BAŞKAN - Değerli arkadaşlar, lütfen sayın hatibi dinleyelim.
AYŞE ACAR BAŞARAN (Devamla) - Evet, arkadaşlar, önemsemiyorsunuz, bunların gündeminizde çok olmadığını da biliyorum ama zahmet edip dinlerseniz, insan yaşamından söz ediyorum; tıpkı sizin gibi, tıpkı burada oturan arkadaşlar gibi insan yaşamından, insanların günbegün erimesinden söz ediyorum; günlerdir aç olan insanlardan söz ediyorum. Bu kadar mı duyarsız ya bu Meclis kendi vatandaşlarına, bu kadar mı duyarsız kendi üyesine bu Meclis? Daha önce de ifade etmiştik, lütfen zahmet edip en azından birkaç dakikanızı ayırıp dinlerseniz belki hani düşünmeye fırsatınız olur, bu sorunun çözümü için Meclisin gerekli görevini yerine getirme sorumluluğunu alırsınız diye düşünüyorum.
Değerli arkadaşlar, dediğim gibi, 30 tutsak ölüm orucunda ve tek bir taleple.
Bakın, OHAL döneminde Sayın Öcalan'la görüşmelerin yapılması kanun hükmünde kararnameyle kısıtlandı. Sonrasında Bursa Cumhuriyet Başsavcılığı tarafından bir karar alındı, hukuksuz bir karardı, görüş ve iletişim cezası verildi kendisine. Ama öğrendik ki yakın bir zamanda bu karar kaldırılmış ve avukatları 2 Mayısta bir görüş yaptılar. Gerçekten Türkiye toplumunda, özellikle açlık grevinde olanların ailelerinde büyük bir umut oluştu ama maalesef sonrasında yapılan avukat görüşünden ret cevabı aldı, henüz şu ana kadar bir cevap yok. Demek ki aslında görüşün önünde hukuki bir engel yok, siyasi bir engel var ki hukuki bir engelin olması da söz konusu olamaz. Bakın, bu Meclis sıralarında avukat arkadaşlarımız, hukukçu arkadaşlarımız var. Hiç kimseyi -bakın, hiç kimseyi diyorum, kimliğini belirtmiyorum, kim olduğunu, hangi suçu, size göre hangi suçlamayı işlediğini de söylemiyorum, hükümlü ya da tutuklu hiçbir farkı yok- siz hiç kimseyi aylarca, yıllarca, dışarıdan, toplumdan izole edemezsiniz, hiç kimseyi mutlak bir tecrit altında tutamazsınız. Ama yıllardır mutlak bir tecrit hâli var.

**Verilen kayıtlar**
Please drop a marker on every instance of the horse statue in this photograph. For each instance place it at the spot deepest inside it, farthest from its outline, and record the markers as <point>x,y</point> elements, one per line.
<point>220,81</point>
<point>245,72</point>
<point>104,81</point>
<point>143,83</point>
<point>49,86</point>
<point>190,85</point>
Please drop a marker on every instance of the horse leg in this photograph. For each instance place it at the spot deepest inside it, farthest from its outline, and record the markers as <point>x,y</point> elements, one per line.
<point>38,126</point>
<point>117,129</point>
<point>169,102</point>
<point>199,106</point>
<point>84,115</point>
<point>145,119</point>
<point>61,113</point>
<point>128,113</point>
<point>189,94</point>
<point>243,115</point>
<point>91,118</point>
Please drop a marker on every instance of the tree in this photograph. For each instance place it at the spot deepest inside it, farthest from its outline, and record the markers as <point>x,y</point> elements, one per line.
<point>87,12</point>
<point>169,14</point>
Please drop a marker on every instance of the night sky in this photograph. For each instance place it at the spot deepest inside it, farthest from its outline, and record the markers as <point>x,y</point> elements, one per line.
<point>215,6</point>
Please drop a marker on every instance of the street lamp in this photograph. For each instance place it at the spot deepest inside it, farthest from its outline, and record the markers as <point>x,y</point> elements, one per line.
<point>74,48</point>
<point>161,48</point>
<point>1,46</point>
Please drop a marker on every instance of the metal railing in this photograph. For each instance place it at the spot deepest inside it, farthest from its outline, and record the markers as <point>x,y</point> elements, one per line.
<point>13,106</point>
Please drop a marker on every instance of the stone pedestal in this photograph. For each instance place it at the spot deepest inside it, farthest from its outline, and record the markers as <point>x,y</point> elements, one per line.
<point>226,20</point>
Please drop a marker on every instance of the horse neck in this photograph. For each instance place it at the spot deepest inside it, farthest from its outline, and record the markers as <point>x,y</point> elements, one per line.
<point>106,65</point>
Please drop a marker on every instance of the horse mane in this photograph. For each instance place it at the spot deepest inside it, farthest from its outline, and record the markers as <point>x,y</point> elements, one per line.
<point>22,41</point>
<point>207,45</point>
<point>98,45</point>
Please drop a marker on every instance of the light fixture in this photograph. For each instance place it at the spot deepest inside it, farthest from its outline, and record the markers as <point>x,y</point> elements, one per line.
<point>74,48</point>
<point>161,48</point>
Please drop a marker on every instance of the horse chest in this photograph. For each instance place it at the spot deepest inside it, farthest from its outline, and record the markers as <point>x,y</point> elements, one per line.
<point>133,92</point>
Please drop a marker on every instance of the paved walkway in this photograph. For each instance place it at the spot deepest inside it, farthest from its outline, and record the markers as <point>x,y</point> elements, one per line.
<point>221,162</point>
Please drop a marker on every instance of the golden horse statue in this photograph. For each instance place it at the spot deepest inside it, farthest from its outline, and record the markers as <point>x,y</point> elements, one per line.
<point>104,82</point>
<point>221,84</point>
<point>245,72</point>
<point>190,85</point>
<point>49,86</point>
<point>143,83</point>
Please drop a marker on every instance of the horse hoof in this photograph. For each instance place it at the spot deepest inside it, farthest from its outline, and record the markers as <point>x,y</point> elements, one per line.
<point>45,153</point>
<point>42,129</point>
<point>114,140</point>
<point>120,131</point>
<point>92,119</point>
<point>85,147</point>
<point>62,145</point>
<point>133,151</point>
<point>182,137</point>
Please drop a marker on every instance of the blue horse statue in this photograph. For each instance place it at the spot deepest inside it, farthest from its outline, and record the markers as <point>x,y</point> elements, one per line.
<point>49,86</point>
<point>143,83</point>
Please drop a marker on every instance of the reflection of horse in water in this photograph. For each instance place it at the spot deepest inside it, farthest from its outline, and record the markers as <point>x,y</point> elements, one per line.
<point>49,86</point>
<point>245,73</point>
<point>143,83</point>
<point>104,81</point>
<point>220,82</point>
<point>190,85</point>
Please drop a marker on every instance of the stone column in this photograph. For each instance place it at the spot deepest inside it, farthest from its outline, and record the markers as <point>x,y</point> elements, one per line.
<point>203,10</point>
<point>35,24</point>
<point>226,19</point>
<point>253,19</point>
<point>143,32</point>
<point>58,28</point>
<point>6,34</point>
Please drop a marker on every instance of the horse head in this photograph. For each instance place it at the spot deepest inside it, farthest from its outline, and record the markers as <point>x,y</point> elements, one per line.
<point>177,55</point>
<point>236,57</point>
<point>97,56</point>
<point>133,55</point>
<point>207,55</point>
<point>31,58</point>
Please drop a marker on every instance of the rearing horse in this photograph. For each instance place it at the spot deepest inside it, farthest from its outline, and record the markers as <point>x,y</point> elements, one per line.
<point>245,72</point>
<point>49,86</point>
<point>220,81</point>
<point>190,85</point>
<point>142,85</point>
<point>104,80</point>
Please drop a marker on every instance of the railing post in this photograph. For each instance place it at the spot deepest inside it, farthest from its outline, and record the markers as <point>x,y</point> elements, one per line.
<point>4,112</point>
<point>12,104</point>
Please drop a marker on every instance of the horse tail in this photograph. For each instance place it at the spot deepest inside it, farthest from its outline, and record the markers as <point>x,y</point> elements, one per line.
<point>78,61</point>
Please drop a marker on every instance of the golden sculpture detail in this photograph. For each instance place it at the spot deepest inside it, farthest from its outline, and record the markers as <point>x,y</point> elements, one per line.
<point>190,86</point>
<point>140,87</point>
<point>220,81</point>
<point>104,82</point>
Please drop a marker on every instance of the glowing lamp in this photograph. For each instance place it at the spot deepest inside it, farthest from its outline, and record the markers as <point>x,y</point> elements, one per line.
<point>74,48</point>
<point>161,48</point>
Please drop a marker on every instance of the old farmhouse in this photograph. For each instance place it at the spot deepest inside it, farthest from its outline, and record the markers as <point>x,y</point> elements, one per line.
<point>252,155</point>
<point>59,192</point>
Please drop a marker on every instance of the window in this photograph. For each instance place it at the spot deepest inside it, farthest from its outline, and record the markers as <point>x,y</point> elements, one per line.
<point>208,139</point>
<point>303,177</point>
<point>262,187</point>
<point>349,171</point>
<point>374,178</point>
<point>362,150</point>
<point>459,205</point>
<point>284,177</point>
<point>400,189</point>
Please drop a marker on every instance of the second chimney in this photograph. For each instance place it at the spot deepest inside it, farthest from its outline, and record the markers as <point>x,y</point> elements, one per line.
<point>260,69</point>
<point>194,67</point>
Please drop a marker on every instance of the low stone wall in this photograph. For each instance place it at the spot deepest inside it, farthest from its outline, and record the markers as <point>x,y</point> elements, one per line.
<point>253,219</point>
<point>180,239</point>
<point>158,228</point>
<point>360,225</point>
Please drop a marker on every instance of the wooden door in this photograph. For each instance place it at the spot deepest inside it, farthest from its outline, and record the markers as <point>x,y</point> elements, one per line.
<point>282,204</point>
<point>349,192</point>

**Verilen görev A**
Meclis konuşmasına göre ölüm orucunda kaç tutsak bulunuyor?
**Verilen görev B**
Meclis konuşmasını, gösterilen son cümleden sonra konuşmacının ağzından birkaç cümleyle sürdürün.

**Görev yanıtı A**
Ölüm orucunda 30 tutsak bulunuyor.

**Görev yanıtı B**
Arkadaşlar, ben az önceki konuşmamda belirttim. Bir daha söyleyeyim: Bu Meclisin kendisi tecrit altında. Benim bir HDP milletvekili olarak söylediğim her söz, attığım her adım tecrit altında. Biz HDP milletvekilleri olarak yürümek istedik 15 Şubatta, etrafımız etten duvarlarla tecrit altında tutulduk, sesimizin, talebimizin topluma ulaştırılması engellendi. Meclise verdiğimiz her önerge, bu önerge de dâhil, onlarca defa geri döndürüldü. "Kaba ve yaralayıcı söz" denildi. İnsanların bu ülkede hakkı, hukuku talep etmek için ölüm orucuna başvurmasından daha yaralayıcı bir şey var mıdır bu Meclis açısından? Biz eğer bundan yaralanmıyorsak, bir kelimeden, bir cümleden yaralanıyorsak bence dönüp kendimize bakmamız gerekiyor.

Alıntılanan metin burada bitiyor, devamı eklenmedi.